[Source data]
* * *

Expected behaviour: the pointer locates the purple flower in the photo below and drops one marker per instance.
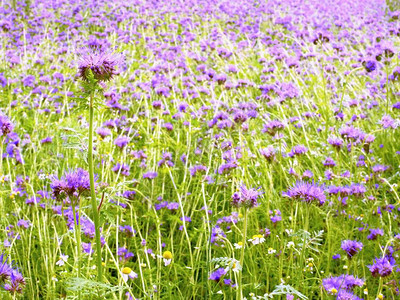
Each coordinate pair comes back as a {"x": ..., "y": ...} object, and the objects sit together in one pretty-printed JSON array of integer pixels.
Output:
[
  {"x": 123, "y": 168},
  {"x": 16, "y": 283},
  {"x": 5, "y": 125},
  {"x": 370, "y": 65},
  {"x": 268, "y": 153},
  {"x": 5, "y": 269},
  {"x": 102, "y": 65},
  {"x": 121, "y": 141},
  {"x": 217, "y": 235},
  {"x": 342, "y": 283},
  {"x": 47, "y": 140},
  {"x": 297, "y": 150},
  {"x": 381, "y": 267},
  {"x": 74, "y": 183},
  {"x": 307, "y": 192},
  {"x": 245, "y": 197},
  {"x": 388, "y": 122},
  {"x": 197, "y": 169},
  {"x": 150, "y": 175},
  {"x": 217, "y": 275},
  {"x": 351, "y": 247},
  {"x": 335, "y": 142},
  {"x": 374, "y": 233},
  {"x": 272, "y": 127}
]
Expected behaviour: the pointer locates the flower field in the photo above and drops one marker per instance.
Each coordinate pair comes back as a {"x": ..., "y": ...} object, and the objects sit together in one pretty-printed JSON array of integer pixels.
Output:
[{"x": 199, "y": 149}]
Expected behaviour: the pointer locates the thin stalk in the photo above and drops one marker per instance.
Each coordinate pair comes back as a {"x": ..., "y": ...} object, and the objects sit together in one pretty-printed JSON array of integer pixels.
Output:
[
  {"x": 77, "y": 229},
  {"x": 93, "y": 194},
  {"x": 240, "y": 290}
]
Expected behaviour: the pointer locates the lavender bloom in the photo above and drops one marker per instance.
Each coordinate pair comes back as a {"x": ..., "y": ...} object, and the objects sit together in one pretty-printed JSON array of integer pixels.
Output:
[
  {"x": 381, "y": 267},
  {"x": 74, "y": 183},
  {"x": 103, "y": 132},
  {"x": 10, "y": 277},
  {"x": 5, "y": 269},
  {"x": 374, "y": 233},
  {"x": 226, "y": 168},
  {"x": 268, "y": 153},
  {"x": 298, "y": 150},
  {"x": 307, "y": 192},
  {"x": 217, "y": 275},
  {"x": 388, "y": 122},
  {"x": 245, "y": 197},
  {"x": 102, "y": 65},
  {"x": 150, "y": 175},
  {"x": 342, "y": 283},
  {"x": 197, "y": 169},
  {"x": 47, "y": 140},
  {"x": 121, "y": 141},
  {"x": 217, "y": 235},
  {"x": 5, "y": 125},
  {"x": 16, "y": 283},
  {"x": 370, "y": 65},
  {"x": 123, "y": 168},
  {"x": 379, "y": 169},
  {"x": 351, "y": 247},
  {"x": 335, "y": 142},
  {"x": 273, "y": 127}
]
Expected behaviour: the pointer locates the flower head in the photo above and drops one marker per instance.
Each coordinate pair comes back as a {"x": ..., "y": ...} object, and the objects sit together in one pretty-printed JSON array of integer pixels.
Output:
[
  {"x": 74, "y": 183},
  {"x": 307, "y": 192},
  {"x": 5, "y": 125},
  {"x": 246, "y": 197},
  {"x": 102, "y": 65},
  {"x": 218, "y": 274},
  {"x": 381, "y": 267},
  {"x": 351, "y": 247},
  {"x": 128, "y": 273}
]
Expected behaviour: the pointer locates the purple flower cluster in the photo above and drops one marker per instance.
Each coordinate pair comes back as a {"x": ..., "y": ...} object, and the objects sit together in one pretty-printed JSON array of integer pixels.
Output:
[
  {"x": 72, "y": 184},
  {"x": 342, "y": 286},
  {"x": 10, "y": 278},
  {"x": 351, "y": 247},
  {"x": 307, "y": 192},
  {"x": 102, "y": 65},
  {"x": 246, "y": 197}
]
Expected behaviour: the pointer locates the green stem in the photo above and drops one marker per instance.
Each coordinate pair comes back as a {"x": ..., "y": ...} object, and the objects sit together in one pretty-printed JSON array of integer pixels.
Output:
[
  {"x": 240, "y": 290},
  {"x": 77, "y": 229},
  {"x": 93, "y": 193}
]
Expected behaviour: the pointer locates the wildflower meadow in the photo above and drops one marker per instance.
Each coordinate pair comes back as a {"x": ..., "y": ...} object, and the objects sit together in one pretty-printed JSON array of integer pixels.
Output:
[{"x": 200, "y": 149}]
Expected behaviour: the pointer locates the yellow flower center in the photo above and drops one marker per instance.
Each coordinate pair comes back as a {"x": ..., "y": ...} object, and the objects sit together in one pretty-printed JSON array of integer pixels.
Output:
[
  {"x": 167, "y": 255},
  {"x": 126, "y": 270}
]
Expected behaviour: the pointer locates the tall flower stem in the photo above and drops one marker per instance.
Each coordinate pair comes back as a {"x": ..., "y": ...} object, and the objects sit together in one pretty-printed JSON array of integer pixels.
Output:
[
  {"x": 77, "y": 229},
  {"x": 240, "y": 289},
  {"x": 93, "y": 193}
]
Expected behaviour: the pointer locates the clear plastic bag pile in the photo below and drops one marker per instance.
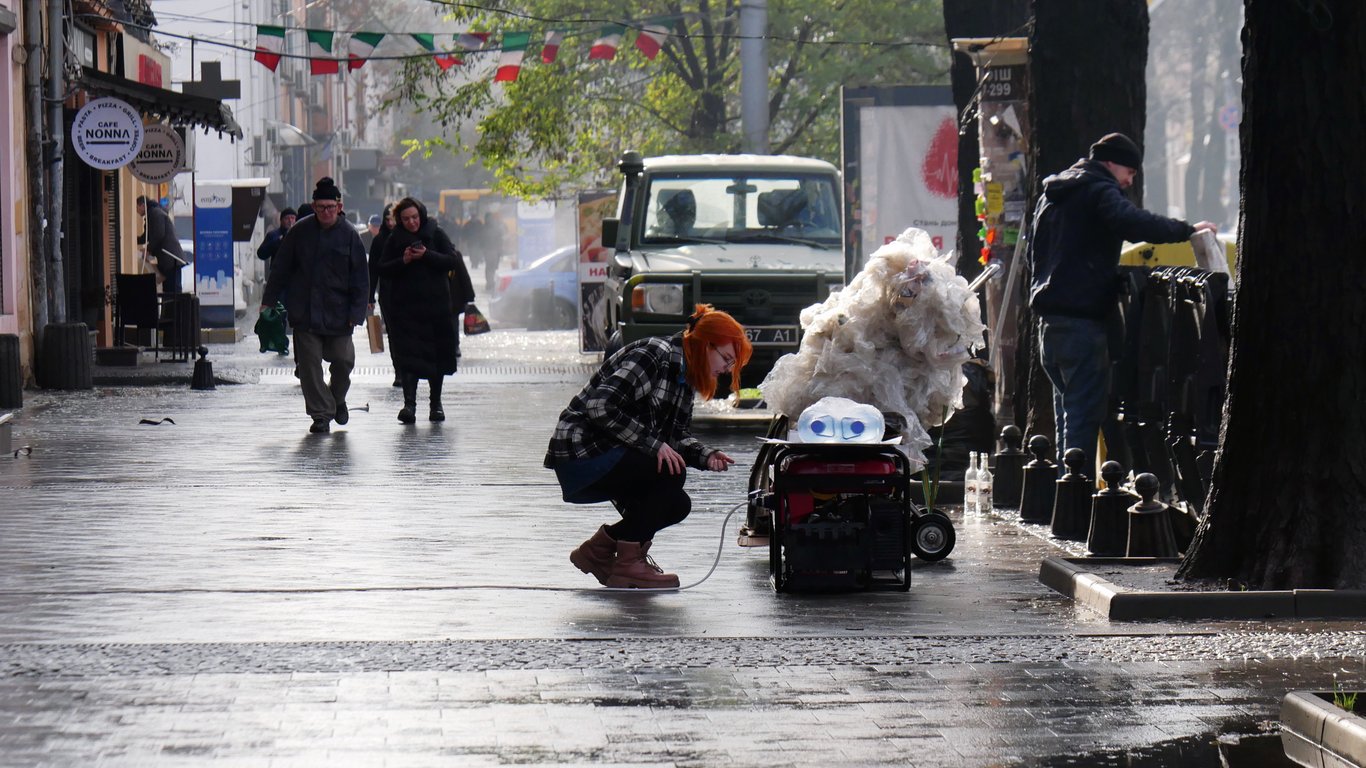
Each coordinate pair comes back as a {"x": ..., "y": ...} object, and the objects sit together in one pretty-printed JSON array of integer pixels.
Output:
[{"x": 895, "y": 338}]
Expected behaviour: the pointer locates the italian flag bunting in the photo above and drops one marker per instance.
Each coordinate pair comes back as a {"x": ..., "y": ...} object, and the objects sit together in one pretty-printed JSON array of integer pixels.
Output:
[
  {"x": 471, "y": 40},
  {"x": 320, "y": 53},
  {"x": 552, "y": 47},
  {"x": 269, "y": 45},
  {"x": 428, "y": 41},
  {"x": 510, "y": 62},
  {"x": 607, "y": 43},
  {"x": 652, "y": 38},
  {"x": 359, "y": 48}
]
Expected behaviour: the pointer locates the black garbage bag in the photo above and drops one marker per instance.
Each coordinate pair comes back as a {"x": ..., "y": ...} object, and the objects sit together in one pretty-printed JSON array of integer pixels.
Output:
[{"x": 971, "y": 428}]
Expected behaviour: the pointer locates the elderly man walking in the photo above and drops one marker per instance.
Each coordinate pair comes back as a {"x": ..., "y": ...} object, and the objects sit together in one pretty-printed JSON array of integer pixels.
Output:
[{"x": 321, "y": 269}]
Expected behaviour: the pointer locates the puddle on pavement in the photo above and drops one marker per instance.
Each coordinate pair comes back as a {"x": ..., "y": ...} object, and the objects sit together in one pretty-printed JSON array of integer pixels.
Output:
[{"x": 1238, "y": 745}]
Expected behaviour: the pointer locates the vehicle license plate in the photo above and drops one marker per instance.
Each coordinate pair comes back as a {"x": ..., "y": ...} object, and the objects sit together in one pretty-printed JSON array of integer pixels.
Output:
[{"x": 773, "y": 335}]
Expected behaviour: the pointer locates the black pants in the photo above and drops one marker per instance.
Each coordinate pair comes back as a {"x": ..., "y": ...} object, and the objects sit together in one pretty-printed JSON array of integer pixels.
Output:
[
  {"x": 648, "y": 499},
  {"x": 410, "y": 387}
]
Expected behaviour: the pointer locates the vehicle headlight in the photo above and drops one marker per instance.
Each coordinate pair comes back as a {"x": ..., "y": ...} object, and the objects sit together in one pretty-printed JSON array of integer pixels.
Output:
[{"x": 663, "y": 298}]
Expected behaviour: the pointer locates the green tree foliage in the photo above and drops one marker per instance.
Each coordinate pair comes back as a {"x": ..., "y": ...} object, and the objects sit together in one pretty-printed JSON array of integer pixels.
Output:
[{"x": 566, "y": 123}]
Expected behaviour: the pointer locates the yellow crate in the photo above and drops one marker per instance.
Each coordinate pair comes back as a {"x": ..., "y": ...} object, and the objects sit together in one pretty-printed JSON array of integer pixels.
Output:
[{"x": 1171, "y": 254}]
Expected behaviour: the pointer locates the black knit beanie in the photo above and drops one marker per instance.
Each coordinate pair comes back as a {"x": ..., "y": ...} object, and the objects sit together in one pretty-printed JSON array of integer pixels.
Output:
[
  {"x": 1118, "y": 148},
  {"x": 327, "y": 189}
]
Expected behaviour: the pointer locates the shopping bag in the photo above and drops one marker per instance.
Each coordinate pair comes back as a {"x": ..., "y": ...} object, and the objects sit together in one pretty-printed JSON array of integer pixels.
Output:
[
  {"x": 374, "y": 328},
  {"x": 474, "y": 321},
  {"x": 271, "y": 330}
]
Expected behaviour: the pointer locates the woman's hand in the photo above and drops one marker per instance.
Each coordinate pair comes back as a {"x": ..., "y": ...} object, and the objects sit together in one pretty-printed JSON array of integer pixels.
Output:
[
  {"x": 670, "y": 459},
  {"x": 719, "y": 462}
]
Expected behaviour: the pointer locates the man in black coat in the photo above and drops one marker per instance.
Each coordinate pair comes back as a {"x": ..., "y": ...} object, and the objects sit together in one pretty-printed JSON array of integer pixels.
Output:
[
  {"x": 271, "y": 245},
  {"x": 163, "y": 245},
  {"x": 323, "y": 269},
  {"x": 1079, "y": 226}
]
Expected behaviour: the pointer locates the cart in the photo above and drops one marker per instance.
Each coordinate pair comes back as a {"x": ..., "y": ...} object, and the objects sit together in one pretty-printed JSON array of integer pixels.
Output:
[{"x": 839, "y": 515}]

* * *

- _Problem statement_:
Pull every line with the string "below" from the data above.

- _Task answer_:
Expected behaviour: the pointer locates the purple flower in the photo below and drops one marker per instance.
Expected behaviour: the pointer locates the clear plastic bag pile in the photo below and drops one marker per instance.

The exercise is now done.